__EXERCISE PROMPT__:
In the article on Parsippany class sizes, find the date on which Superintendent LeRoy Seitz said a decision on the 26-member third-grade class would come.
━━━━━ SOURCE TEXT
Parents Speak Out on Class Sizes, Education Quality
BOE president tries to reassure Troy Hills School parents that the board is listening.
Angry parents took the spotlight at Thursday evening's Parsippany Board of Education meeting. The audience at the session included a number of third-grade parents from Troy Hills Elementary School dissatisfied with what they call "overcrowding" in the classroom.
During the public comment section of the meeting, one third-grade mom or dad after another appeared to make a statement.
At present, there are two third-grade sections at Troy Hills School: one class has 25 students, the other 26. According to the school district policy 2312, which deals with class size, 25 students is the maximum size permissible for kindergarten through fifth grade. If there are more than 25 kids in the class, a new section in the same grade is opened--unless the class exceeds the maximum size allowed after the second Friday after the first day of school.
That is precisely the situation at Troy Hills. Three days after the deadline passed, a new student arrived, pushing one third-grade roster count to 26.
Jeffrey Kreitman praised the work of teacher Pauline Spiegel, but said he was concerned about the size of his son's class.
"I jus want the best education possible for my child. That's why I'm here," he said. "Class size does matter."
Kreitman said overstuffed classrooms overheat quickly; can increase the odds of picking up colds, flu and other communicable diseases and negatively impact children's educational experiences.
Board President Frank Calabria said the text of Policy 2312would be referred to the Policy Committee, which meets next on Oct. 5. He said that the panel, led by chairperson Fran Orthwein, would work to balance the interests of finance, facilities, students and staff.
Third-grade mom Alison Cogan was worried as well.
"What happens when a new third grader joins the class later in the year?" she asked.
"That's part of what the policy committee will review," Calabria explained.
Orthwein reassured the audience that her committee will listen and take their concerns seriously.
If the decision is made to create a new third-grade section, Calabria said, it will take about a week to make preparations.
Kreitman said he was not satisfied with being told to wait.
"The children are already falling behind," he said.
"Democracy is a process," Calabria said. "We'll try to move as quickly as possible."
Superintendent LeRoy Seitz gave "as quickly as possible" a specific date, saying a decision on how to deal with the 26-member third-grade class would come Oct. 6.
━━━━━━━━━━
━━━━━ DATASET EXCERPT
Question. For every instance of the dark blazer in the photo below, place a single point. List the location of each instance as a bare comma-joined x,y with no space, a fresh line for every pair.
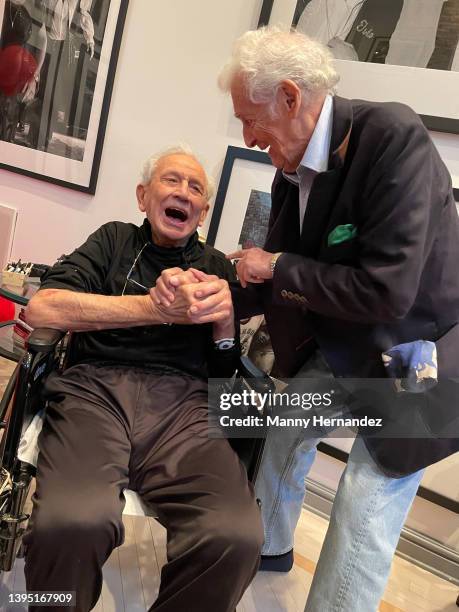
395,281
━━━━━━━━━━
__WRITTEN RESPONSE__:
Oct. 6